• BRIEF: Whenever a line in the data holds the string "below", pull that line out.

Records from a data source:
..........

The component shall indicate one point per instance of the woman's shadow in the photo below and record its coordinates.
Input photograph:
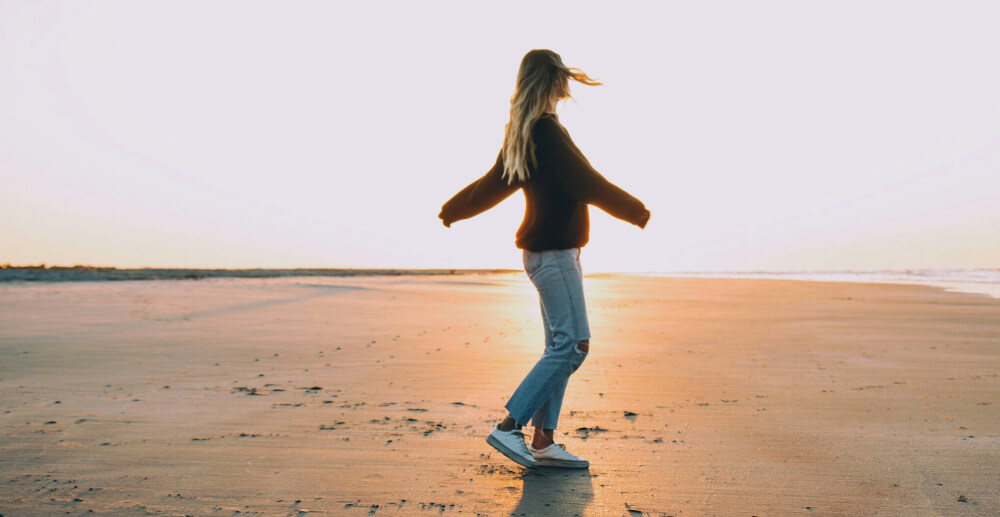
(554, 491)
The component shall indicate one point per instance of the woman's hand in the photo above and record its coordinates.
(644, 220)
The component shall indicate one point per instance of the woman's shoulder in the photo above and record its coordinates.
(547, 125)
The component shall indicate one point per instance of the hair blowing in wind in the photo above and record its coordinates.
(541, 78)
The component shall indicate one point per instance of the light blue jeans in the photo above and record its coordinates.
(558, 276)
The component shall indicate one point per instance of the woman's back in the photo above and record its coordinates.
(557, 192)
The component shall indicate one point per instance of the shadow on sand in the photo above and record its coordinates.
(551, 491)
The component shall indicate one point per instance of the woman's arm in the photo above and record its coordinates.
(479, 196)
(556, 151)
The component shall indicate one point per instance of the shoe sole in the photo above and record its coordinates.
(509, 453)
(562, 464)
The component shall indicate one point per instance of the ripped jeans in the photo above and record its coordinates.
(558, 276)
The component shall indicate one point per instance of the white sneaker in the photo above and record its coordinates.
(555, 455)
(511, 444)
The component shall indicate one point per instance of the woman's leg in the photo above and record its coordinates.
(556, 275)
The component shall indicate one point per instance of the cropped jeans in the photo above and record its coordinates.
(558, 277)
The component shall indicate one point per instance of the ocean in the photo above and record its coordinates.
(978, 281)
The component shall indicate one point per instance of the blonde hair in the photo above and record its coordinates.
(542, 77)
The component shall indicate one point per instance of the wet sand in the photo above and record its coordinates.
(374, 395)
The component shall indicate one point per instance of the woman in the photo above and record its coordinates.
(539, 157)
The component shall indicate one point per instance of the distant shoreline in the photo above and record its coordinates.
(42, 273)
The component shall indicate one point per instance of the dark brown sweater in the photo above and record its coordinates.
(557, 193)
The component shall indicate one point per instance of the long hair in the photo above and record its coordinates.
(541, 78)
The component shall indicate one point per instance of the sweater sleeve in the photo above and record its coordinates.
(479, 196)
(556, 151)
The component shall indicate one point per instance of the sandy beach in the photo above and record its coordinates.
(374, 395)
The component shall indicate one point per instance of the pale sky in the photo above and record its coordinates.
(761, 135)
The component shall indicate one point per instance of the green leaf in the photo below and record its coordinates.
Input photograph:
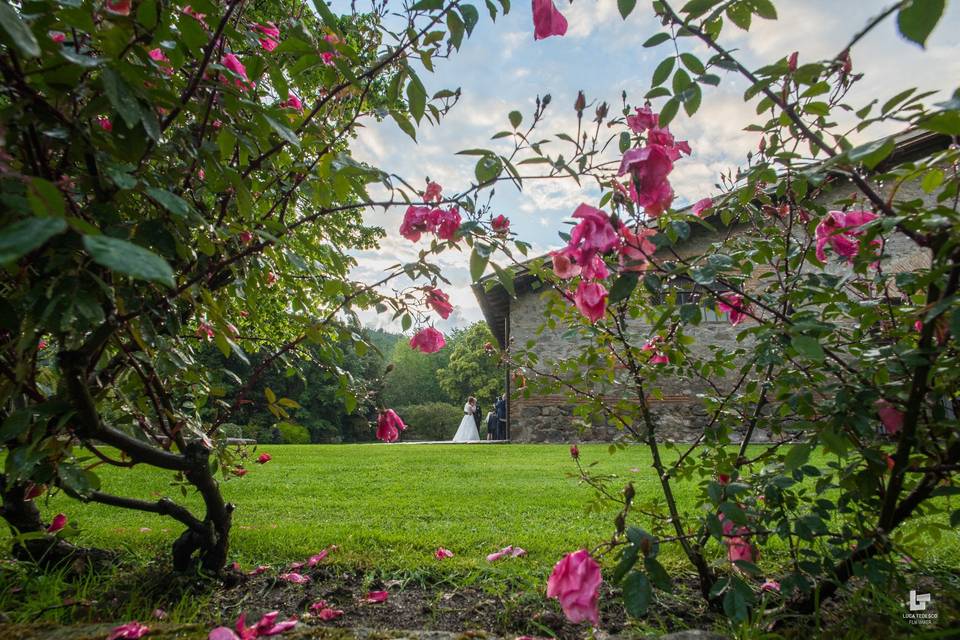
(283, 131)
(637, 594)
(23, 39)
(764, 9)
(455, 25)
(809, 347)
(797, 456)
(669, 111)
(121, 97)
(505, 276)
(478, 264)
(690, 314)
(20, 238)
(470, 17)
(623, 287)
(658, 575)
(657, 38)
(740, 14)
(78, 479)
(662, 72)
(416, 97)
(128, 258)
(627, 560)
(918, 18)
(487, 169)
(15, 425)
(45, 199)
(872, 154)
(404, 124)
(170, 201)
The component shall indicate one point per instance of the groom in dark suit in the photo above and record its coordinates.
(500, 408)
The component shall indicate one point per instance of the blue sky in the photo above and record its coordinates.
(502, 68)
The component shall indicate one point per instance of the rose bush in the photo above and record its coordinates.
(837, 261)
(175, 174)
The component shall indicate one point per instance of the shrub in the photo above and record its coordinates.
(293, 433)
(431, 420)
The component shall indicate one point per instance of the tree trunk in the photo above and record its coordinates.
(213, 543)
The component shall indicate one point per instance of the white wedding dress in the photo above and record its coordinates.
(468, 427)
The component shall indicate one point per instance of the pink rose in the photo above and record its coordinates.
(439, 302)
(232, 62)
(377, 596)
(701, 206)
(292, 102)
(649, 168)
(593, 234)
(129, 631)
(449, 224)
(295, 578)
(59, 522)
(428, 340)
(644, 119)
(547, 20)
(328, 614)
(635, 249)
(118, 8)
(389, 426)
(841, 230)
(732, 304)
(740, 549)
(595, 269)
(563, 267)
(890, 416)
(415, 223)
(432, 194)
(591, 300)
(575, 582)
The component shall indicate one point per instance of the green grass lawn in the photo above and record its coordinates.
(388, 507)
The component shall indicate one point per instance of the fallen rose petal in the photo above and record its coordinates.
(329, 614)
(295, 578)
(129, 631)
(59, 522)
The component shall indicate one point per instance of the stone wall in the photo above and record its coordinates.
(680, 416)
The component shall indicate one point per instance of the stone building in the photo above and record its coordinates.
(517, 320)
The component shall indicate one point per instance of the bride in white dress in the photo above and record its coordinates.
(468, 426)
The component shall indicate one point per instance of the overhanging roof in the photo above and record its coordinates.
(495, 301)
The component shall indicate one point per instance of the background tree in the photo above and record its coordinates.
(473, 367)
(414, 377)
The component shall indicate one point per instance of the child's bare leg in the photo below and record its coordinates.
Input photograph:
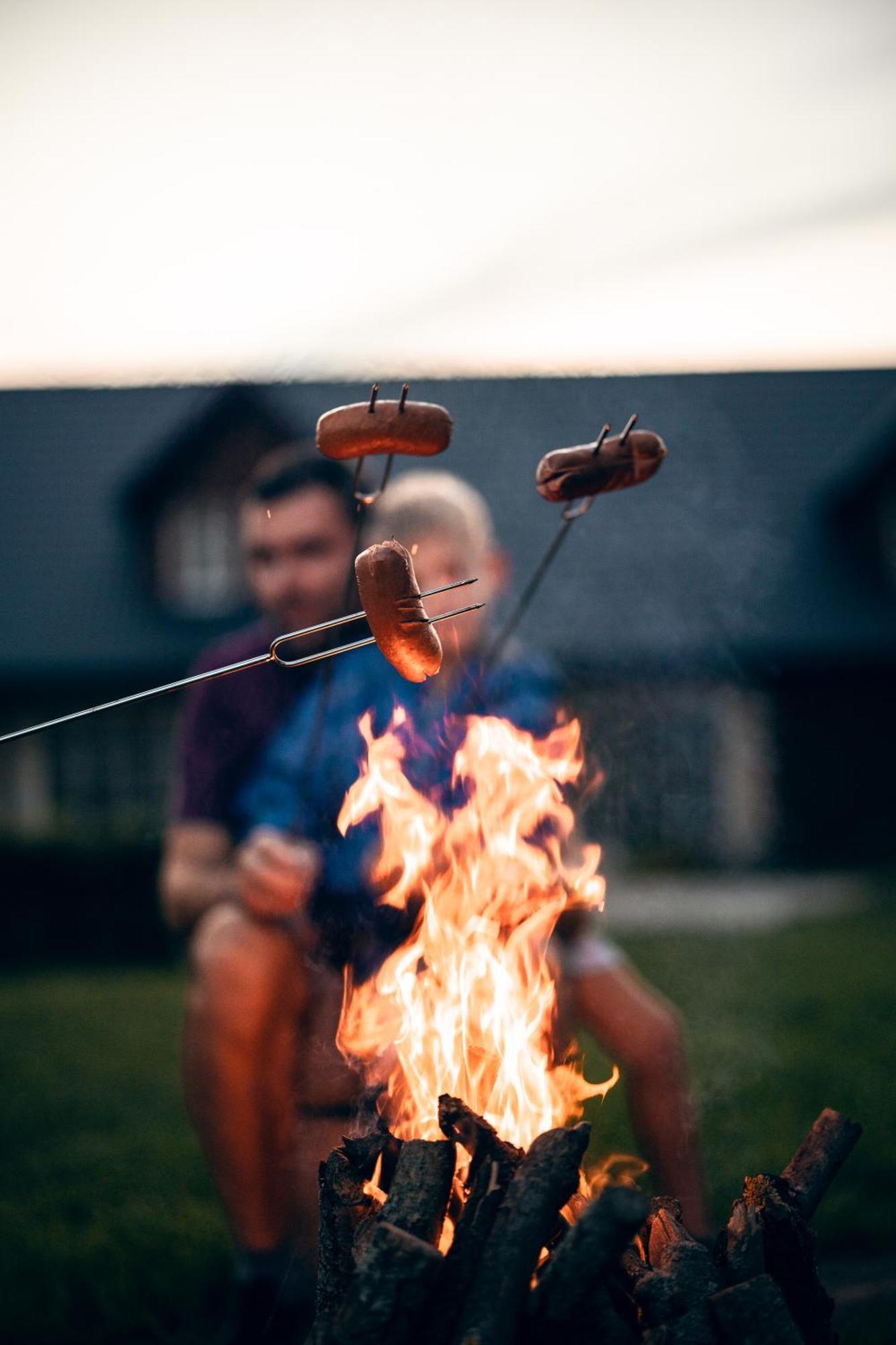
(245, 996)
(641, 1034)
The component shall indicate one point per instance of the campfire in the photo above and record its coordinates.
(464, 1217)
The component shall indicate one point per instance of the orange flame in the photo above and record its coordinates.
(466, 1005)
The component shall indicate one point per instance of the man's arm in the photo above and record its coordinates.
(270, 875)
(198, 871)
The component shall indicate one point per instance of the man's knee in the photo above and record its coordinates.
(655, 1044)
(243, 974)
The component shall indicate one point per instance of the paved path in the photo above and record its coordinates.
(727, 903)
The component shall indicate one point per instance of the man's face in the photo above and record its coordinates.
(298, 552)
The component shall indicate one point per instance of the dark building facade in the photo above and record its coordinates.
(729, 630)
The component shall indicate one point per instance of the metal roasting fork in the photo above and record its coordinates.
(256, 661)
(569, 516)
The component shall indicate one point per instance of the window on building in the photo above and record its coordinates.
(198, 563)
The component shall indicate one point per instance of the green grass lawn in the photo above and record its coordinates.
(110, 1226)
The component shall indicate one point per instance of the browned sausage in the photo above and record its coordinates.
(391, 599)
(567, 474)
(420, 430)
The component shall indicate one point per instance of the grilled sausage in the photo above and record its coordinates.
(420, 430)
(567, 474)
(391, 599)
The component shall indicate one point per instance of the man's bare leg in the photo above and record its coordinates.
(248, 988)
(642, 1035)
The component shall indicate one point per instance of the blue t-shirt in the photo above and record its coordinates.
(307, 767)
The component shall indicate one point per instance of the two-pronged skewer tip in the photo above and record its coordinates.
(630, 426)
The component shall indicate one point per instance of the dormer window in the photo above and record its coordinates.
(186, 506)
(197, 553)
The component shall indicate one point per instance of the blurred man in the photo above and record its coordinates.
(253, 992)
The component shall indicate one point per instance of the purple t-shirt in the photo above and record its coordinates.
(227, 723)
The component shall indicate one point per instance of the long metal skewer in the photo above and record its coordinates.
(364, 500)
(256, 661)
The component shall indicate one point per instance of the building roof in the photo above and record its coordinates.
(729, 559)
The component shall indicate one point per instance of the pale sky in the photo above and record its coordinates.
(202, 190)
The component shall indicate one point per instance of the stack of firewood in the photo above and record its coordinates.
(624, 1270)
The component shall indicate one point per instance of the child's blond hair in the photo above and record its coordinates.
(421, 504)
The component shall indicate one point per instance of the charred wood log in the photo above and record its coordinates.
(471, 1234)
(544, 1182)
(493, 1163)
(420, 1188)
(343, 1207)
(364, 1152)
(790, 1257)
(391, 1295)
(819, 1159)
(671, 1299)
(567, 1292)
(754, 1313)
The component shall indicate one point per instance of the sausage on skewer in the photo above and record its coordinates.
(569, 474)
(391, 599)
(420, 430)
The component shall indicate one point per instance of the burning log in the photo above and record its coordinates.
(790, 1257)
(782, 1206)
(482, 1143)
(569, 1293)
(544, 1182)
(673, 1296)
(365, 1152)
(396, 1280)
(420, 1188)
(754, 1313)
(493, 1164)
(384, 1281)
(343, 1208)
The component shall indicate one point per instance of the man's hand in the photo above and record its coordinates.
(275, 874)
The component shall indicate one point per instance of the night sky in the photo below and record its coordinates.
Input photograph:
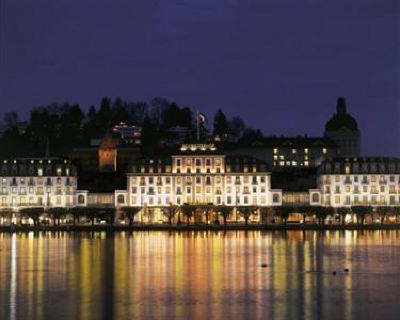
(279, 64)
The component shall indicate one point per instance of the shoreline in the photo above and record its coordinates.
(199, 227)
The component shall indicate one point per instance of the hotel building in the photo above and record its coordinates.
(345, 182)
(197, 175)
(48, 182)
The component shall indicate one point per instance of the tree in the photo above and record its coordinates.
(6, 213)
(188, 211)
(251, 135)
(150, 139)
(170, 212)
(107, 214)
(77, 213)
(221, 126)
(246, 212)
(343, 212)
(33, 213)
(56, 214)
(11, 119)
(130, 213)
(396, 212)
(264, 211)
(236, 127)
(225, 212)
(305, 211)
(361, 212)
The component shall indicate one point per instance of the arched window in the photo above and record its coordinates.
(315, 197)
(81, 199)
(120, 198)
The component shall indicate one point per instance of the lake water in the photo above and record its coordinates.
(201, 275)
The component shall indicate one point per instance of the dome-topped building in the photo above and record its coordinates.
(342, 128)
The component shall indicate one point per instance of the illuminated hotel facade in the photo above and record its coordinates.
(49, 182)
(346, 182)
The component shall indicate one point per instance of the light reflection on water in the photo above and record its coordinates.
(200, 275)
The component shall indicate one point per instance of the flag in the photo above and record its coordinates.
(201, 117)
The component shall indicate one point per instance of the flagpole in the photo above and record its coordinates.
(198, 126)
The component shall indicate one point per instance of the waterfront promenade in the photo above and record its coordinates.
(198, 227)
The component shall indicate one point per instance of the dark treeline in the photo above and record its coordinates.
(57, 128)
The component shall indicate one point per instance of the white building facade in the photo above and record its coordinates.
(49, 182)
(199, 175)
(347, 182)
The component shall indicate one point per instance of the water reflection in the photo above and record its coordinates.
(200, 275)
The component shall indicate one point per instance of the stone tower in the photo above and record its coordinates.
(342, 128)
(107, 153)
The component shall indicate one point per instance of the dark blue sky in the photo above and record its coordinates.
(279, 64)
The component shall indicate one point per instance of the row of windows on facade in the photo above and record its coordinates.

..........

• REPLY:
The component shall indicate one point per instance of the woman's shadow in the photo below and record its coordinates.
The component shall indicate one point per instance of the green leaf in the photo below and record its coordinates.
The component shall indicate one point per instance of the child's bare leg in the photo below and record its coordinates.
The component shall indicate one point per instance of the night sky in the photo below and record its coordinates.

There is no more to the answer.